Pájaros de barro en una jaula de madera

“Un galpón de madera bastante grande”. Así describe Bengt Idestam-Almquist la instalación ubicada en Kyrkviken. Según el historiador sueco, la edificación se dividía en “una planta baja destinada a camerinos y escritorios” y una planta alta “hecha casi exclusivamente de vidrio” bajo cuyo techo los actores y técnicos soportaban temperaturas cercanas a los 50 grados. El estudio no superaba los 20 metros de largo y cuando había que rodar algo que requería mayor espacio —recuerda basándose en el testimonio de Sjöström— “había que construir en los alrededores del estudio”, justo en ese patio en el que se rodaron muchos exteriores, entre ellos los de El tesoro de Arne. Las condiciones de rodaje eran severas: no se podía mover la cámara, sujeta al suelo; por otro lado, y a imitación del teatro, “los escenarios se hacían con esqueletos de madera donde se fijaban los rellenos”, “biombos dotados de puertas y ventanas” susceptibles de ser repintados y reutilizados en numerosos filmes. (11)

11. Idestam-Almquist, Ibid., pp.78-95. Las medidas exactas del estudio de Lidingö eran 20 por 7 metros, considerablemente superiores a los 11 x 5 de Kristianstad, al que también aventajaba en condiciones de luz y localizaciones.

Con su nave de dos pisos, Lidingö representaba un avance respecto a Kristianstad, pero desde el punto de vista de la creación dramática era tan modesto como un taller de alfarería. Parafraseando a la Selma Lagerlöf de Bildmakarna, las películas salidas de esa fábrica debían ser poco menos que “pájaros de barro”, frágiles criaturas a las que solo un milagro podía insuflar vida.

------------------------

Copia del texto sobre el estudio de Lidingö el pasaje que va desde "11. Idestam-Almquist, Ibid., pp.78-95." hasta "luz y localizaciones.", incluido este último.

------------------------

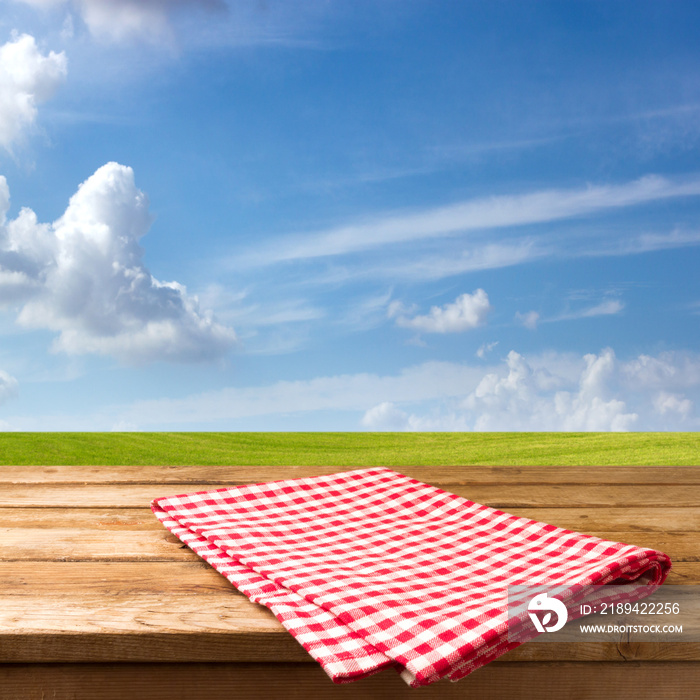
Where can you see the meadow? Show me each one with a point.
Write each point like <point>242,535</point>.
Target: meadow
<point>350,449</point>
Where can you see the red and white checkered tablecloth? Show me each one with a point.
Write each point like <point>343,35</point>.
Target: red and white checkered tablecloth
<point>370,568</point>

------------------------

### [Resultado del ejercicio]
11. Idestam-Almquist, Ibid., pp.78-95. Las medidas exactas del estudio de Lidingö eran 20 por 7 metros, considerablemente superiores a los 11 x 5 de Kristianstad, al que también aventajaba en condiciones de luz y localizaciones.